France 3 a donc fait sa révolution (au sens littéral bien évidemment)

Liminaire au CSE France 3 réseau – Février 2020


Il aura fallu 11 ans pour que l’ancienne chaîne préférée des Français fasse un tour sur elle-même : quelle perte de temps ! 11 ans pour qu’enfin l’actionnaire et nos dirigeants qui ont conduit et accompagné dans une centralisation jacobine à outrance la casse de nos antennes régionales, la casse des métiers, la casse de la culture d’entreprise de notre marque France 3, reviennent à la raison et fassent le constat que « France 3 est une chaîne à vocation régionale ».

Donc, voilà que la direction propose aujourd’hui aux salariés de France 3, une nouvelle réforme de régionalisation dont pour l’instant le phasage et la phase d’atterrissage du projet ne sont absolument pas connus.

Selon vous Mme la Présidente du CSE, dans une déclaration retranscrite par le JDD, « il s’agit à présent d’adopter un nouveau modèle dans lequel la part des programmes régionaux dépassera la part des programmes nationaux ».

TRAVAIL DEMANDÉ:
**A.** Recopiez à l'identique le passage du liminaire au CSE, en commençant à « Donc, voilà que » et en terminant à « absolument pas connus. ».
**B.** D'après le liminaire au CSE, quel journal a retranscrit la déclaration de la présidente du CSE ?
**C.** Selon le liminaire au CSE, pourquoi le retour de France 3 à sa vocation régionale représente-t-il une perte de temps ?
Les données proviennent d'une source distincte du liminaire au CSE.

DONNÉES ENREGISTRÉES:
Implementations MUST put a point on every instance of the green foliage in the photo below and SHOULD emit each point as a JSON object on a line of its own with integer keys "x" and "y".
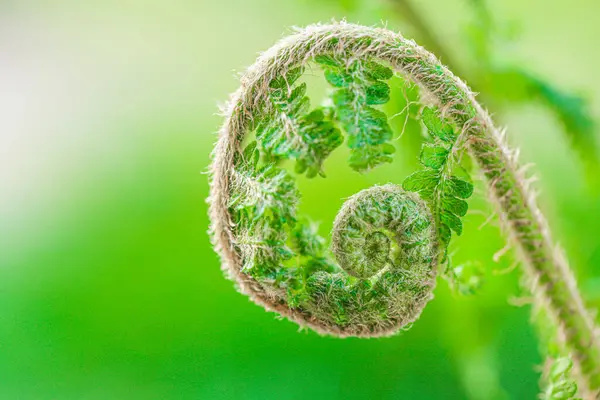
{"x": 506, "y": 81}
{"x": 445, "y": 192}
{"x": 359, "y": 85}
{"x": 291, "y": 131}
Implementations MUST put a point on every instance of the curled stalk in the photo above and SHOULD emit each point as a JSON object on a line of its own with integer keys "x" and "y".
{"x": 387, "y": 243}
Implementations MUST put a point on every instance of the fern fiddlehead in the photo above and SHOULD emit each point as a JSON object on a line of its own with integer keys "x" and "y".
{"x": 387, "y": 241}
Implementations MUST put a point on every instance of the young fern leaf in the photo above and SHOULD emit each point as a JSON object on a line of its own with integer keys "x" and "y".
{"x": 387, "y": 242}
{"x": 359, "y": 85}
{"x": 445, "y": 192}
{"x": 291, "y": 131}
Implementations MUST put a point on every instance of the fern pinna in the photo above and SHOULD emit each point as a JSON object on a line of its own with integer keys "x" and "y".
{"x": 388, "y": 241}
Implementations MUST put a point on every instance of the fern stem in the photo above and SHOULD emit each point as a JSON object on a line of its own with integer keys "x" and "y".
{"x": 554, "y": 286}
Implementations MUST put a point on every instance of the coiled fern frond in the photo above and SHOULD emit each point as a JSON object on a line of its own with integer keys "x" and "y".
{"x": 387, "y": 241}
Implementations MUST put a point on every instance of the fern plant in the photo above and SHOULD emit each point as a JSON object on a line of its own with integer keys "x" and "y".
{"x": 388, "y": 242}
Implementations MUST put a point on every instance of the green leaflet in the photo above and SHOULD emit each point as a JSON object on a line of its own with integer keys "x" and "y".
{"x": 262, "y": 204}
{"x": 292, "y": 132}
{"x": 359, "y": 85}
{"x": 445, "y": 192}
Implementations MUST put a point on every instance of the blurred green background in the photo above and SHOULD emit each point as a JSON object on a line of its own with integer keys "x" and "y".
{"x": 109, "y": 287}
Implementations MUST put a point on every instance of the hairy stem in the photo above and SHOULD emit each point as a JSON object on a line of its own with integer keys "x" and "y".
{"x": 554, "y": 286}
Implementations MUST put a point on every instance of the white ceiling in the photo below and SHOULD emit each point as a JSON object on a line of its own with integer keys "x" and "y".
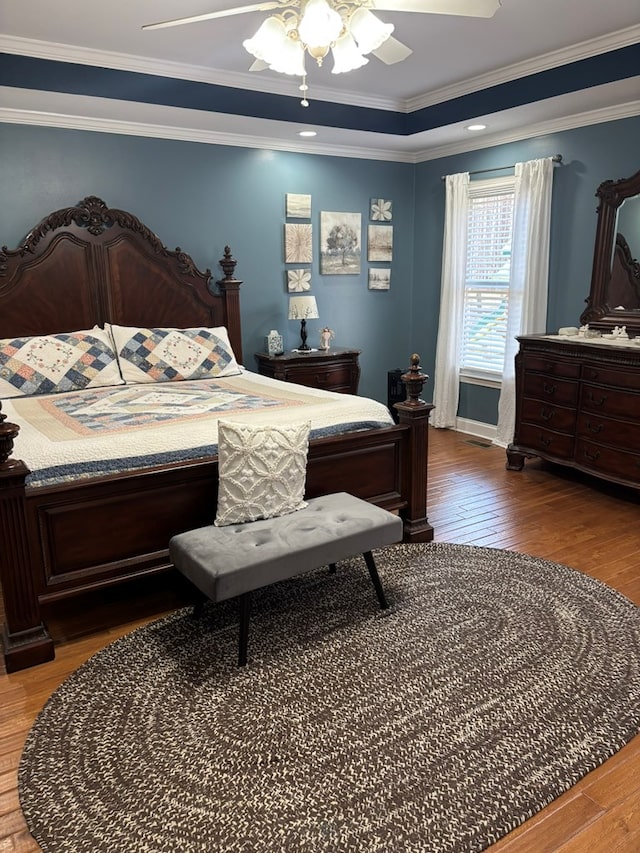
{"x": 452, "y": 56}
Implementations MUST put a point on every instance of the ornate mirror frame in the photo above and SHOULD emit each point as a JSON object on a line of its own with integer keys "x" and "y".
{"x": 599, "y": 314}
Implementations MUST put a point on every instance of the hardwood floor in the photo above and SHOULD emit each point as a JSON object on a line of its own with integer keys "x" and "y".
{"x": 545, "y": 511}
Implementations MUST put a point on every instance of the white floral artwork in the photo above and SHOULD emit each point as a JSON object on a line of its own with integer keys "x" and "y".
{"x": 298, "y": 247}
{"x": 380, "y": 242}
{"x": 381, "y": 209}
{"x": 298, "y": 206}
{"x": 298, "y": 280}
{"x": 379, "y": 279}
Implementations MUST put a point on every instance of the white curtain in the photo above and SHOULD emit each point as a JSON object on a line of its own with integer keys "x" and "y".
{"x": 529, "y": 276}
{"x": 446, "y": 383}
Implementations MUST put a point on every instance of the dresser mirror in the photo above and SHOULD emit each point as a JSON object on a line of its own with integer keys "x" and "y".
{"x": 614, "y": 299}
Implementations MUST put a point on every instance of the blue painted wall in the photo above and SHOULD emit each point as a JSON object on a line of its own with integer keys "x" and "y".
{"x": 590, "y": 155}
{"x": 201, "y": 197}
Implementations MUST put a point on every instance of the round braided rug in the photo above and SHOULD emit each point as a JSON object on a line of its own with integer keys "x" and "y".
{"x": 494, "y": 682}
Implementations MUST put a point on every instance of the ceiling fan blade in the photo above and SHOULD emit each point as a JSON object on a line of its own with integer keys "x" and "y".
{"x": 467, "y": 8}
{"x": 392, "y": 51}
{"x": 222, "y": 13}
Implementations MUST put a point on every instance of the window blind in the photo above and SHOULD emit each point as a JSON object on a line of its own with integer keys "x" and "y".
{"x": 486, "y": 297}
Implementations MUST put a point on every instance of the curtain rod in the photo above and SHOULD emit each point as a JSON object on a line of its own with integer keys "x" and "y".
{"x": 557, "y": 158}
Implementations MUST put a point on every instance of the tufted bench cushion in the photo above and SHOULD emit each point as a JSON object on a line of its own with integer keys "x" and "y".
{"x": 224, "y": 562}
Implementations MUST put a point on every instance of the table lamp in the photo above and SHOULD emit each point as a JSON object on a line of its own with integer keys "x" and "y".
{"x": 303, "y": 308}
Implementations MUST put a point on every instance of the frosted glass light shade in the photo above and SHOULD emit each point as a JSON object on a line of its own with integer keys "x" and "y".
{"x": 368, "y": 31}
{"x": 320, "y": 25}
{"x": 346, "y": 56}
{"x": 303, "y": 308}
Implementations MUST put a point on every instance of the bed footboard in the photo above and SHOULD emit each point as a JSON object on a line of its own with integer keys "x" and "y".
{"x": 46, "y": 556}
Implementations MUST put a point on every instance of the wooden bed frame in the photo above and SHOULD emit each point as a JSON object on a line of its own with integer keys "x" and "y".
{"x": 87, "y": 265}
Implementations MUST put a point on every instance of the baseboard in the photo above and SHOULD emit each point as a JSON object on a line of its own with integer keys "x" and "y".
{"x": 476, "y": 428}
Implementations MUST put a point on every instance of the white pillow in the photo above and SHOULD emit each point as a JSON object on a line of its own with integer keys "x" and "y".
{"x": 49, "y": 364}
{"x": 165, "y": 355}
{"x": 262, "y": 470}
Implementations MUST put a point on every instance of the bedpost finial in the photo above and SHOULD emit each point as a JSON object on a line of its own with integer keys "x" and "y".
{"x": 414, "y": 381}
{"x": 228, "y": 264}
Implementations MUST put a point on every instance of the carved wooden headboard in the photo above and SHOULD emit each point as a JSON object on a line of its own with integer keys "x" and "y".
{"x": 90, "y": 264}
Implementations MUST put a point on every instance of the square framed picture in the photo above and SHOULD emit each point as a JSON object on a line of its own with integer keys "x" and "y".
{"x": 298, "y": 206}
{"x": 379, "y": 279}
{"x": 380, "y": 209}
{"x": 340, "y": 243}
{"x": 298, "y": 245}
{"x": 380, "y": 243}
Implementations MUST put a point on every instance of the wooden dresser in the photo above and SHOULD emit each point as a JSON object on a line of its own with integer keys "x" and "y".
{"x": 578, "y": 403}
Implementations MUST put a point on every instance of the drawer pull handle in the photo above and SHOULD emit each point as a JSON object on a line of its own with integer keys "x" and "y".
{"x": 595, "y": 402}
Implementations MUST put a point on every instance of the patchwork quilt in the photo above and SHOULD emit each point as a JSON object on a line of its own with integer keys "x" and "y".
{"x": 108, "y": 430}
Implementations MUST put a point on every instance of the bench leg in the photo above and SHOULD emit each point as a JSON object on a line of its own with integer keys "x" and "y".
{"x": 375, "y": 577}
{"x": 245, "y": 609}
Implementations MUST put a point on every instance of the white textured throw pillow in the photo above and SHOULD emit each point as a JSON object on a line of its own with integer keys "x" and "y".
{"x": 262, "y": 470}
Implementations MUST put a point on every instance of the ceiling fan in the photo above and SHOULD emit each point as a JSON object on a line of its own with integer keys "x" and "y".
{"x": 346, "y": 27}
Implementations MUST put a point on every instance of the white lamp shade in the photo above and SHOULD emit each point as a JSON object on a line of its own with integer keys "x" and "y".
{"x": 303, "y": 308}
{"x": 269, "y": 40}
{"x": 368, "y": 31}
{"x": 346, "y": 56}
{"x": 320, "y": 25}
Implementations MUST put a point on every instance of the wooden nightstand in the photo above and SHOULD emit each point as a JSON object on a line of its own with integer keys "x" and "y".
{"x": 334, "y": 369}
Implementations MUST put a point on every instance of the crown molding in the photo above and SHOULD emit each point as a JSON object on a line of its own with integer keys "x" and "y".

RÉPONSES ATTENDUES:
**A.**
Donc, voilà que la direction propose aujourd’hui aux salariés de France 3, une nouvelle réforme de régionalisation dont pour l’instant le phasage et la phase d’atterrissage du projet ne sont absolument pas connus.

**B.** Le JDD.

**C.** Il a fallu 11 ans pour que l'actionnaire et les dirigeants reviennent à la raison. Ce sont eux qui avaient conduit une centralisation jacobine à outrance, entraînant la casse des antennes régionales, des métiers et de la culture d'entreprise de France 3. Ce n'est qu'au terme de ces 11 ans qu'ils ont reconnu que « France 3 est une chaîne à vocation régionale ».